EXERCISE AIM: If a line in the records below contains the word "above", return that line.

DATA PROVIDED:
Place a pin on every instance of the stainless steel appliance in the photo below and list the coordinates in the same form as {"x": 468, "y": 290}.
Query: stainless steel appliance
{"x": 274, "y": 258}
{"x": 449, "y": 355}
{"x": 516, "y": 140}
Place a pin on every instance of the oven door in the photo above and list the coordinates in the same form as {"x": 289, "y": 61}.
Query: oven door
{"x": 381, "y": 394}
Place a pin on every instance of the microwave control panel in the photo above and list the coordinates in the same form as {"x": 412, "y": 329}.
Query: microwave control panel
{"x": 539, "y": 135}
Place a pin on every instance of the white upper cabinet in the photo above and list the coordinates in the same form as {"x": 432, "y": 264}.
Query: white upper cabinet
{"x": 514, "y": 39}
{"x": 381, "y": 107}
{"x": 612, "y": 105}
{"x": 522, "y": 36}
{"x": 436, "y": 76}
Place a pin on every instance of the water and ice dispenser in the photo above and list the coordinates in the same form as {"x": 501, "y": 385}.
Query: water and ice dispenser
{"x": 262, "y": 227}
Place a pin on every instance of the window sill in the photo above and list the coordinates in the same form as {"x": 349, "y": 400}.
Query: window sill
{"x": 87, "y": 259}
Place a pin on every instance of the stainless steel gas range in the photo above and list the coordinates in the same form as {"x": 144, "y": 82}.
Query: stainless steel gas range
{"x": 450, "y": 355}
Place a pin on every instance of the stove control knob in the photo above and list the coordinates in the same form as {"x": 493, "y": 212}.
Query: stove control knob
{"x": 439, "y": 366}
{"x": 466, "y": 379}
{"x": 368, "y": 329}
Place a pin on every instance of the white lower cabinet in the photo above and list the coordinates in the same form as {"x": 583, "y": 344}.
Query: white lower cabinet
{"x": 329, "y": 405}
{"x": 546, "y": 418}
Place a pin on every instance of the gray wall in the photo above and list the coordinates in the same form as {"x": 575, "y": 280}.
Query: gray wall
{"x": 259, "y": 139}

SOLUTION BELOW:
Place a pin on every instance of the oven door in the photo above and list the coordinates in the same form as {"x": 289, "y": 61}.
Place a pin on every instance of the microwave control panel in the photo above and list the coordinates in the same form as {"x": 412, "y": 329}.
Place a pin on every instance of the white upper cabinet in the photo above and list the coordinates in the same form as {"x": 432, "y": 264}.
Place a pin on every instance of the water and ice dispenser in the photo above and list the coordinates in the same form as {"x": 501, "y": 385}.
Place a pin on every instance of the window sill in the photo above and list the coordinates in the same form as {"x": 349, "y": 400}.
Place a pin on every instance of the stainless steel gas range in the photo above and list the coordinates in the same form as {"x": 144, "y": 82}.
Place a pin on every instance of the stove control knob in the photo above and list the coordinates in the same form as {"x": 493, "y": 212}.
Place a pin on every instance of the white lower cabinet in the photo above and list the coordinates in the same form as {"x": 583, "y": 344}.
Place a pin on every instance of the gray wall in the photo above and list the coordinates in the same form as {"x": 575, "y": 280}.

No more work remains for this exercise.